TO DO => Could you print the listing again exactly, omitting the pictures?
##### RECORDS SUPPLIED #####
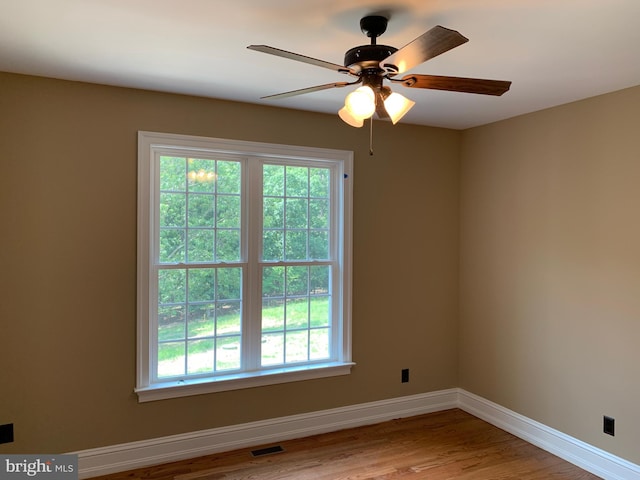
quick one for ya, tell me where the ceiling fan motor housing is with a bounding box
[344,44,397,74]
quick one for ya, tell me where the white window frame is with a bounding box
[136,131,354,402]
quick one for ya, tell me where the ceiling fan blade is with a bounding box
[248,45,355,75]
[260,82,353,100]
[401,74,512,96]
[381,26,468,76]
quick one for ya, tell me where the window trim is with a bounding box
[136,131,354,402]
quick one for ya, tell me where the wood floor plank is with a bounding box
[89,409,601,480]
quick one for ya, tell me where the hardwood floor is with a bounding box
[91,409,601,480]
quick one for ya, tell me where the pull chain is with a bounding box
[369,117,374,156]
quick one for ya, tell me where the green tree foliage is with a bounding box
[156,157,333,375]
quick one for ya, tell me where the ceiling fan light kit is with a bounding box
[248,15,511,128]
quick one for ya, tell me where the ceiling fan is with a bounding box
[248,15,511,127]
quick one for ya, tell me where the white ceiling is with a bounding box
[1,0,639,129]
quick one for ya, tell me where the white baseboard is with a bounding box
[74,389,458,478]
[457,389,640,480]
[73,388,640,480]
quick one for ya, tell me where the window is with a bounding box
[136,132,353,402]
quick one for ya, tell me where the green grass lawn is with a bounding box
[157,297,330,377]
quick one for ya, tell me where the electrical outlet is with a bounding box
[603,416,615,436]
[401,368,409,383]
[0,423,14,444]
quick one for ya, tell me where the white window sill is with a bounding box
[135,362,356,403]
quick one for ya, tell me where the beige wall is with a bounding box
[459,85,640,464]
[3,70,638,466]
[0,72,460,453]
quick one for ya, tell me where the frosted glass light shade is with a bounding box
[338,106,364,128]
[383,92,415,124]
[344,86,375,119]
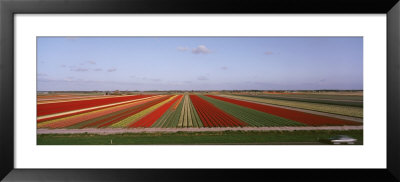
#####
SOLUTION TO THIS PROBLEM =>
quick one for ya, tell me where the ceiling fan motor housing is with a bounding box
[344,44,397,74]
quick one for ya, tell me where the white window frame is with a bounding box
[136,131,354,402]
quick one for ya, tell me where the ceiling fan blade is with a bounding box
[248,45,355,75]
[260,82,353,100]
[401,74,512,96]
[381,26,468,76]
quick one for ya, tell me where the window trim is with a bounding box
[136,131,354,402]
quick one for ya, tell me where the wood floor plank is with a bounding box
[89,409,601,480]
quick one for ya, tell me where the hardwood floor is with a bounding box
[91,409,601,480]
quick one for ya, tell me where the pull chain is with a bounding box
[369,117,374,156]
quick one for ya, tell me where the green tree foliage is with a bounding box
[156,157,333,375]
quick one for ya, tell me where the ceiling fan light kit is with a bounding box
[248,15,511,128]
quick one for ya, tell me where the ceiling fan is with a bounding box
[248,15,511,127]
quick one for ya, tell me where the white ceiling is with a bounding box
[1,0,639,129]
quick one for ya, tell me where the white baseboard is with a bounding box
[74,389,458,478]
[457,389,640,480]
[73,388,640,480]
quick one for ya, tell me where the window is with a bounding box
[136,132,353,402]
quick one for ya, tell me where the green grass lawn is with a bounding box
[157,297,330,377]
quick one for ya, tell me where the electrical outlet is with a bounding box
[603,416,615,436]
[401,368,409,383]
[0,423,14,444]
quick one for ya, tell me where the white window sill is with a bounding box
[135,362,356,403]
quick one for ya, tell me where the beige wall is with a bounding box
[459,85,640,464]
[3,70,638,466]
[0,72,460,453]
quick one for ya, tell me where the frosted glass light shade is with a bounding box
[338,106,364,128]
[383,92,415,124]
[344,86,375,119]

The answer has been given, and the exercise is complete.